Quoted passage:
_ _ _

The Company has prepared its consolidated financial statements in conformity with accounting principles generally accepted in the United States (US GAAP). Unless otherwise specified, all dollar amounts discussed are in Canadian dollars. Please see the Company’s Management’s Discussion and Analysis (“MD&A”) for the quarter and year ending December 31, 2018 for further detail on the matters discussed in this release.
Highlights of the Fourth Quarter Ended December 31, 2018
- Revenue for the quarter was $131.0 million, compared to $82.0 million for the prior year, an increase of 60%.
- Adjusted EBITDA for the quarter was $28.4 million compared to $18.1 million for the prior year, an increase of 57%.
- On November 1, 2018, the Company closed the acquisition of a 49% ownership interest in Nuna Logistics Limited and related companies (collectively "Nuna"), a civil construction and contract mining company based in Edmonton, Alberta, for $42.8 million in cash.
- On November 23, 2018, the Company closed the purchase of a heavy construction equipment fleet for $198 million.

_ _ _

Dataset extract:
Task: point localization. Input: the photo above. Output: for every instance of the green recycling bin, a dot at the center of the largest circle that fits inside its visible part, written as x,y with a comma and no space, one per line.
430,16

_ _ _

Exercise description:
Answer these questions about the fourth-quarter 2018 results excerpt:
1. Under which accounting principles were the consolidated financial statements prepared?
2. What was Adjusted EBITDA for the quarter?
3. How much did the Company pay for the heavy construction equipment fleet?
The listing has no connection to the text.

Final result:
1. Accounting principles generally accepted in the United States (US GAAP).
2. $28.4 million.
3. $198 million.